» TÂCHES À RÉALISER
**a)** Indiquez si chacune des affirmations suivantes concorde avec le texte sur les femmes dans les industries extractives africaines, en répondant par oui ou par non et en citant exactement les mots du texte qui tranchent. (i) La Guinée abrite la plus grande mine de bauxite à ciel ouvert au monde. (ii) Le Burkina Faso est le troisième producteur d'or en Afrique. (iii) La Norme ITIE de 2019 est la première à intégrer des dispositions relatives au genre.
**b)** Reprenez le texte sur les femmes dans les industries extractives africaines à l'endroit où il s'arrête.
=== TEXTE SOURCE ===
Centre pour la Démocratie, le Développement et la Culture en Afrique
- Introduction
Dans une étude intitulée « La place des femmes dans le secteur extractif francophone », la Francophonie a révélé que plus d’un tiers des réserves minérales mondiales se trouvent en Afrique, dont plus de la moitié des minerais rares. Par exemple, la Guinée abrite la plus grande mine de bauxite à ciel ouvert au monde, le Burkina Faso est le quatrième producteur d’or en Afrique et le Sénégal est l’un des principaux producteurs de phosphates et de zircon.[1]
Malheureusement, la richesse tirée des industries extractives ne contribue pas suffisamment à la croissance de ces pays, laissant leurs citoyens dans la pauvreté, et les femmes sont les plus touchées. Il est indéniable que les femmes sont largement sous-représentées dans le secteur des industries extractives, dominé par les hommes et marqué par des inégalités de genre. Ainsi, les gouvernements doivent relever le défi d’améliorer l’exploitation de leurs ressources naturelles de manière transparente et équitable tout en prenant en compte l’égalité de genre pour remédier à toutes ces disparités.[2]
Les dispositions relatives à l’égalité des sexes dans la Norme ITIE de 2019 ont permis une prise de décision plus inclusive, mais il reste encore un long chemin à parcourir. La norme a intégré des dispositions relatives au genre, ce qui constitue une grande première. Les nouvelles dispositions visent à améliorer la participation des femmes dans la gestion des ressources extractives. Désormais, les groupes multipartites sont tenus de tenir compte de l’équilibre hommes-femmes dans leur composition et de divulguer des données sur l’emploi par entreprise, par genre et par niveau d’emploi.
=== DONNÉES FOURNIES ===
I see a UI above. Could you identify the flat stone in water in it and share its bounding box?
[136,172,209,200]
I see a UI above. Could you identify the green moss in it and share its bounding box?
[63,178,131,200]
===
» RÉPONSES CI-DESSOUS
**a)**
(i) Oui : « la Guinée abrite la plus grande mine de bauxite à ciel ouvert au monde »
(ii) Non : « le Burkina Faso est le quatrième producteur d’or en Afrique »
(iii) Oui : « La norme a intégré des dispositions relatives au genre, ce qui constitue une grande première. »

**b)**
Dans cet article, nous examinerons les inégalités de genre dans les communautés impactées par les activités extractives en Afrique de l’Ouest, en nous appuyant sur les dispositions des codes miniers et pétroliers de la région.
II- Les multiples facettes des inégalités de genre
Les activités extractives, telles que l’exploitation minière, pétrolière ou gazière, ont souvent un impact disproportionné sur les femmes et les filles dans les communautés touchées. Les inégalités de genre peuvent se manifester de plusieurs manières :
1. Accès à l’emploi : dans les industries extractives, les femmes ont souvent moins d’opportunités d’emploi que les hommes. Les emplois disponibles sont souvent des emplois manuels, dangereux et physiquement exigeants, qui sont considérés comme « non appropriés » pour les femmes.
Une étude menée par Women In Mining Sénégal (WIM) confirme la faible présence des femmes dans l’industrie extractive. Sur les 26 grandes entreprises recensées au Sénégal, seulement 8,4% de l’effectif total (soit 668 femmes sur 7951 emplois) sont occupés par des femmes. De plus, parmi les 313 cadres nationaux, seuls 35 sont des femmes cadres supérieurs. Les femmes peinent à accéder aux postes clés, seulement 8% d’entre elles estiment qu’elles y ont facilement accès, alors que 92% pensent le contraire.
Bien que les femmes soient présentes dans certaines carrières, leur nombre reste faible et leur activité se limite souvent au reconditionnement des sous-produits pour la vente. Les données sur ces types d’activités sont assez rares pour pouvoir en apprécier la consistance et les impacts pour les femmes.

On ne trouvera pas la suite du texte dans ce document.